• [AUSGEWÄHLTER TEXTAUSZUG]:
Truppen bereit zur Evakuierung Osttimors
Stuttgarter Zeitung, 04. September 1999
Gewalt hält an – Wahlbeobachter beschuldigen Regierung – UN beraten über Blauhelme
JAKARTA (epd/AP). Wegen der anhaltenden Gewalt nach der Volksabstimmung in Osttimor bereiten sich Indonesiens Streitkräfte auf eine Massenevakuierung vor. Auch gestern hielten die Angriffe proindonesischer Milizen an, die eine Unabhängigkeit der Osthälfte der Insel Timor verhindern wollen. Die indonesische Armee verstärkte ihre Truppen in Osttimor um 1500 Mann. Das Ergebnis der Volksabstimmung über einen Verbleib Osttimors bei Indonesien oder eine Loslösung soll heute schon bekannt gegeben werden, drei Tage früher als geplant. An dem Referendum unter Aufsicht der UN hatten sich am Montag 98,6 Prozent der 452.000 stimmberechtigten Osttimoresen beteiligt. Es wird eine klare Mehrheit für die Unabhängigkeit erwartet.

• [Annotationsdaten zur Objekterkennung]:

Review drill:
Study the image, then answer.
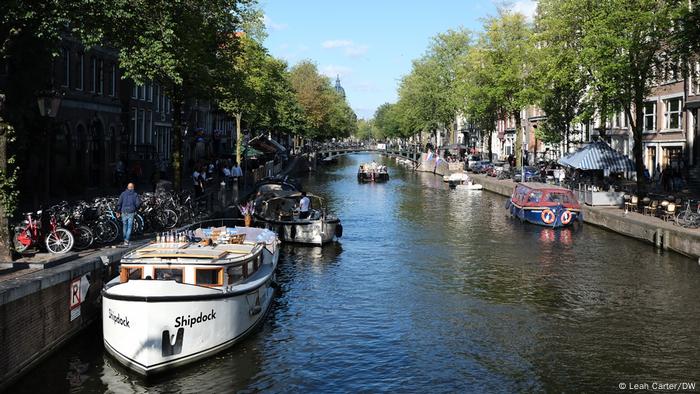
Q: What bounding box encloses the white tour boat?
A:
[102,221,279,375]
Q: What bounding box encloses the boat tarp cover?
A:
[559,141,635,172]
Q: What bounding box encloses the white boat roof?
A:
[122,227,277,265]
[109,279,221,297]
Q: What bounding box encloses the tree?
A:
[478,9,534,167]
[558,0,688,192]
[0,0,116,261]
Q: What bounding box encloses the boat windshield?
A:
[547,192,574,204]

• [AUFGABEN]:
a) Zählen Sie alle geografischen Namen auf, die im Fließtext des Artikels über Osttimor einschließlich der Ortsmarke vorkommen.
b) Um wie viele Mann verstärkte die indonesische Armee laut dem Artikel über Osttimor ihre Truppen dort?
c) Führen Sie den Artikel über Osttimor im Anschluss an seinen letzten Satz weiter.

• [LÖSUNGEN]:
a) Jakarta, Osttimor, Indonesien, Timor

b) Um 1500 Mann.

c)
Nach Angaben der UN-Mission in Osttimor brannten die Milizen mehrere Dörfer ab, steckten Häuser in einem Vorort der Hauptstadt Dili in Brand, sperrten den Zugang zum Flughafen und vertrieben in der Nähe von Suai rund 2.000 Menschen. In Maliana wurden seit Anfang der Woche mindestens vier einheimische UN-Mitarbeiter getötet, fünf weitere wurden gestern Abend noch vermisst. Falls sich die Situation weiter zuspitzt und es zu Flüchtlingsströmen kommt, will die Armee bis zu 200.000 Menschen, ein Viertel der Bevölkerung, evakuieren.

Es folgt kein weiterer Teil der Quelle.